** Start of RECORDS PROVIDED **

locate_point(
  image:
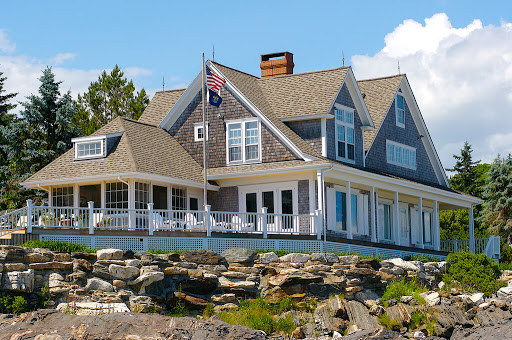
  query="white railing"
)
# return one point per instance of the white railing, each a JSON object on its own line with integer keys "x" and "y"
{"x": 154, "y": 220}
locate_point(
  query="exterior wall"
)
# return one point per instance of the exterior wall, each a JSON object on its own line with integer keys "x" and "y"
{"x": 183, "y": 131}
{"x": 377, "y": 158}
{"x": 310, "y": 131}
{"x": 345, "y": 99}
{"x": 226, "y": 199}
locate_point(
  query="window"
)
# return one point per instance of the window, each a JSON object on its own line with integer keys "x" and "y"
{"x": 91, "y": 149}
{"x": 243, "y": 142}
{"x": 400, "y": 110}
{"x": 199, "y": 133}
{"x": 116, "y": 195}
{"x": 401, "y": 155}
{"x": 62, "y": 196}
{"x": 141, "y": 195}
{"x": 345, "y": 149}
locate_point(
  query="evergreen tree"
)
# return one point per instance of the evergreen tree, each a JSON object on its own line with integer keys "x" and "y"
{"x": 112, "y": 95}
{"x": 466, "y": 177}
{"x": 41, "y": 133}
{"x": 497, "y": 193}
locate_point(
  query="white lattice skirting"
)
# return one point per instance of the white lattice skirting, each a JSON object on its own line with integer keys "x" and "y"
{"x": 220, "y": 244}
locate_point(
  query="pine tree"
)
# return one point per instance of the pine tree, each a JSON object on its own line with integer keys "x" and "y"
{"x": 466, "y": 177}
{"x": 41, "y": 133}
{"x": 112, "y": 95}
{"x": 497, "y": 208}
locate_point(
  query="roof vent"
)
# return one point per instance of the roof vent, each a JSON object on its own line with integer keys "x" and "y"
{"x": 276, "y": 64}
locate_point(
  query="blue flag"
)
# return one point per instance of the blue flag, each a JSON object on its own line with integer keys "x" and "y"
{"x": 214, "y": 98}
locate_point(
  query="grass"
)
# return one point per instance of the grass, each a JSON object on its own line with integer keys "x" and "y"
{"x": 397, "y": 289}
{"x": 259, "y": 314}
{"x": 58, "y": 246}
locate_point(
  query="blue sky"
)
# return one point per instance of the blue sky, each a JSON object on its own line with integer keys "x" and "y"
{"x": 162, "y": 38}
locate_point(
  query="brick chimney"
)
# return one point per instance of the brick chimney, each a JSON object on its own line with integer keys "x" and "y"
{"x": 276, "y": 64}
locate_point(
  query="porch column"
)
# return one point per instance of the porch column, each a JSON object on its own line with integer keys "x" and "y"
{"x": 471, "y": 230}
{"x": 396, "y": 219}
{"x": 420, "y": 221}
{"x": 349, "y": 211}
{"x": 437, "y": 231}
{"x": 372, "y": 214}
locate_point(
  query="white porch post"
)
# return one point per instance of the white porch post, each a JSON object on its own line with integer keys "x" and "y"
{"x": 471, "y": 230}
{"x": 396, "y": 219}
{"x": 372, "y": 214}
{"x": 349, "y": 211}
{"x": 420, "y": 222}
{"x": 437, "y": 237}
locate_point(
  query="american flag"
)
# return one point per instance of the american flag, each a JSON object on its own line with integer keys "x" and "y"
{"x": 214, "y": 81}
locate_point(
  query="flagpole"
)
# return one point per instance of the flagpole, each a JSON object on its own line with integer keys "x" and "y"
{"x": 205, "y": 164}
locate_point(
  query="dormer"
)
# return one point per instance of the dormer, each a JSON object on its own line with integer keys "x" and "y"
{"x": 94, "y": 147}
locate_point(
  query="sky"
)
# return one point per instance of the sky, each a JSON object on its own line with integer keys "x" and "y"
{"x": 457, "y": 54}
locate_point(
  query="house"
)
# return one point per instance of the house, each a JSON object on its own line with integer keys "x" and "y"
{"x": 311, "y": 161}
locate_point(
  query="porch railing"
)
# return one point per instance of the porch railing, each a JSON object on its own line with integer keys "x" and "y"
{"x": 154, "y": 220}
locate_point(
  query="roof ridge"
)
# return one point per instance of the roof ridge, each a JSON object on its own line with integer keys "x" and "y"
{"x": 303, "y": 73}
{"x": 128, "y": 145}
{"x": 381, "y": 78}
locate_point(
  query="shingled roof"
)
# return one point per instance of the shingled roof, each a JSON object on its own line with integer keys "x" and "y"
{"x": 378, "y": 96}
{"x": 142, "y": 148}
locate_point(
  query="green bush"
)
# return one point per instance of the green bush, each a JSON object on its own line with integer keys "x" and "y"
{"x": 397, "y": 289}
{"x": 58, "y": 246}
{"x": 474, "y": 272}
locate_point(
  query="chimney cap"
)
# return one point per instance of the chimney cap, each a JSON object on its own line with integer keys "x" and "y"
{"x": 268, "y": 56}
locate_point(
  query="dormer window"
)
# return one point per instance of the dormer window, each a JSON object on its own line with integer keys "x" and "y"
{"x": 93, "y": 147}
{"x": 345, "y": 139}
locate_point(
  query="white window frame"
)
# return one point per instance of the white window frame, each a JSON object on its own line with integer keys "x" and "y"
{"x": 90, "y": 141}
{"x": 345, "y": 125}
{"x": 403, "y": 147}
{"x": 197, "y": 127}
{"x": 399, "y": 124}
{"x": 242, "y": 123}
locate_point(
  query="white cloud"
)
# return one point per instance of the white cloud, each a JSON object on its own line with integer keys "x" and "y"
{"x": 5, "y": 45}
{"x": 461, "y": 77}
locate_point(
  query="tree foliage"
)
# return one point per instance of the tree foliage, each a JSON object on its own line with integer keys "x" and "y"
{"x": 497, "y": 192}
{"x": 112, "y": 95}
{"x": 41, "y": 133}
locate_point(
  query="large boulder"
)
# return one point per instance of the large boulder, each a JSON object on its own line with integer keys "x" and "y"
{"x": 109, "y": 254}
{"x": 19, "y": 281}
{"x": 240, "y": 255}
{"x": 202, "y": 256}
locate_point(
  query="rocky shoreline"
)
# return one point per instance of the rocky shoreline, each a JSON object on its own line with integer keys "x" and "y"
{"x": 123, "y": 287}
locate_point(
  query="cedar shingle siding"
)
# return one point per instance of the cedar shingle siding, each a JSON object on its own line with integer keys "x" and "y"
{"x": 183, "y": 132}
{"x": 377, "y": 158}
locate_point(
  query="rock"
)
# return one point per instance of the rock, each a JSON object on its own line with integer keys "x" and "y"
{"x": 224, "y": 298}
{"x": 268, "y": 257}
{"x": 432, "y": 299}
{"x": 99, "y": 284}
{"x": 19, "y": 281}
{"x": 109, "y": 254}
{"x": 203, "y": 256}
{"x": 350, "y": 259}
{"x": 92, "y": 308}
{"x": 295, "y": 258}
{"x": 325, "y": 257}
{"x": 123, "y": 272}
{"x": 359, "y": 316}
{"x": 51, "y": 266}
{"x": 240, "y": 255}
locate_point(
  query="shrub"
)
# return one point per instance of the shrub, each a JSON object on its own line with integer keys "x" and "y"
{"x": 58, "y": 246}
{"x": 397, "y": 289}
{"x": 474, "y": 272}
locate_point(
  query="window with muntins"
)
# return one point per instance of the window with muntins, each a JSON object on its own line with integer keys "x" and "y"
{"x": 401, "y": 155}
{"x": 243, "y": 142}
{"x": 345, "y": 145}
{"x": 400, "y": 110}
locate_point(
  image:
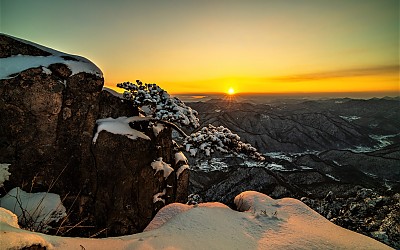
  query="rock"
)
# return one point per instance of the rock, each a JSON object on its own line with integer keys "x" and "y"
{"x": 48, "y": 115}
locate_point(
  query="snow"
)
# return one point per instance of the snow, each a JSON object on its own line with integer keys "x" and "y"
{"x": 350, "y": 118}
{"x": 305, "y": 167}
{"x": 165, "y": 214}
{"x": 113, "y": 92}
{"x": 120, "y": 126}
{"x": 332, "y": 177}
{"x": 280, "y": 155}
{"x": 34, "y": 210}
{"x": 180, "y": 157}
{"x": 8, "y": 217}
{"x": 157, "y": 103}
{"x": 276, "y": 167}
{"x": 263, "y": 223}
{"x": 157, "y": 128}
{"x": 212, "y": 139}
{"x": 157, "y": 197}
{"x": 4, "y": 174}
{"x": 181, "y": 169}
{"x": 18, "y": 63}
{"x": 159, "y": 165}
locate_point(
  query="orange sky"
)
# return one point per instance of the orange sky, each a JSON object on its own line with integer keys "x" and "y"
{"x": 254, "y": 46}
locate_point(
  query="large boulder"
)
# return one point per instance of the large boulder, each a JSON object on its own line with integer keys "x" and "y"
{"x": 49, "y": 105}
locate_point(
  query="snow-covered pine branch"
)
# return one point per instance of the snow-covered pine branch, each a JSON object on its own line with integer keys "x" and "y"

** End of RECORDS PROVIDED **

Identify each line in the rows above that contains the string "tree", and copy every such line in full.

  query="evergreen tree"
# return one point per instance of the evergreen tree, each a JSON object on its own line with integer keys "x" and "y"
  query="pine tree"
# return one point per instance of the pine tree, each a JSON object on its own line with integer keys "x" and "y"
  query="tree foliage"
# return one point per instance of the tree foliage, each a JSON object on its own line with integer keys "x" and "y"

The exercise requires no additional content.